*Extracted records*
════════════════════

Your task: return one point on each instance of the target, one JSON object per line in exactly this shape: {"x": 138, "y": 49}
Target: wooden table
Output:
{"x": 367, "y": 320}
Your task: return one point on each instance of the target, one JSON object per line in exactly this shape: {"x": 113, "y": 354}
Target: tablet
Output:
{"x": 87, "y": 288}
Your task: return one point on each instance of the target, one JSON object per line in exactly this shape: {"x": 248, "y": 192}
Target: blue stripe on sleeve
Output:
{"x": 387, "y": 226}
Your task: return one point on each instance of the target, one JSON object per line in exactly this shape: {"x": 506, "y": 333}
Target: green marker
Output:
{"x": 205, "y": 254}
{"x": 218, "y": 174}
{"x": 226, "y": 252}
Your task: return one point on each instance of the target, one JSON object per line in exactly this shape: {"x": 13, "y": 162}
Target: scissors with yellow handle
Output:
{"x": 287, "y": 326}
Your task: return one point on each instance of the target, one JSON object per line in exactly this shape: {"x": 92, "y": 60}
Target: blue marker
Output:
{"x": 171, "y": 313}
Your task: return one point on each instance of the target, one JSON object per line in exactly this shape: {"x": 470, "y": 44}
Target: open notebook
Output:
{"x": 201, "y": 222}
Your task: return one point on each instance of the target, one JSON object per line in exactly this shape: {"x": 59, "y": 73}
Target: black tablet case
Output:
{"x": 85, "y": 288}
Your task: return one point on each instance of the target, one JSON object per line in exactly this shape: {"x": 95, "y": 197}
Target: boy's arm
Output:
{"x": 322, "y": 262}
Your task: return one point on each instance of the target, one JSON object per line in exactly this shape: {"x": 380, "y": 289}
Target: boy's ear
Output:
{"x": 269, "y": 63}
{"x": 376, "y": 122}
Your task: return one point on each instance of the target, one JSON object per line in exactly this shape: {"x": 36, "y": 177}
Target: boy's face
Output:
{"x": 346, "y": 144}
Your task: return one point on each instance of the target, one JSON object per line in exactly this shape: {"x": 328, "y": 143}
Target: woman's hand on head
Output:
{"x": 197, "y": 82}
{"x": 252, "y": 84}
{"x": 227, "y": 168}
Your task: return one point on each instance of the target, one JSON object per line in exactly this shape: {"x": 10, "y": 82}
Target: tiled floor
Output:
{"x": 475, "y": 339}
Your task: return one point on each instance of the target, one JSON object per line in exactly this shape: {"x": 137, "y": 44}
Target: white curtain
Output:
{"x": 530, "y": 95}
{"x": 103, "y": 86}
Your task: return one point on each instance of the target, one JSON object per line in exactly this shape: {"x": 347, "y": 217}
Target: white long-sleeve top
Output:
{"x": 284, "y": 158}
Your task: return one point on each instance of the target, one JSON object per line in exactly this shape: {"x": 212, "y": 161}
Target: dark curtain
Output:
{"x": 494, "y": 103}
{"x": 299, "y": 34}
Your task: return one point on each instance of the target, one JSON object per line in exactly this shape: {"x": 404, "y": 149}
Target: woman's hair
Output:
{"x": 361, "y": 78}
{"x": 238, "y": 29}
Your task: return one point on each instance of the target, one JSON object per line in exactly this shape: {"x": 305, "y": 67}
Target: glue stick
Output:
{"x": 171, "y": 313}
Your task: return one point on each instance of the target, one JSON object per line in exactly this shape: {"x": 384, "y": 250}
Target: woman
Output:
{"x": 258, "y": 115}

════════════════════

*Exercise directions*
Copy out every line in the entries above that holds "marker".

*Written response*
Target: green marker
Target: blue marker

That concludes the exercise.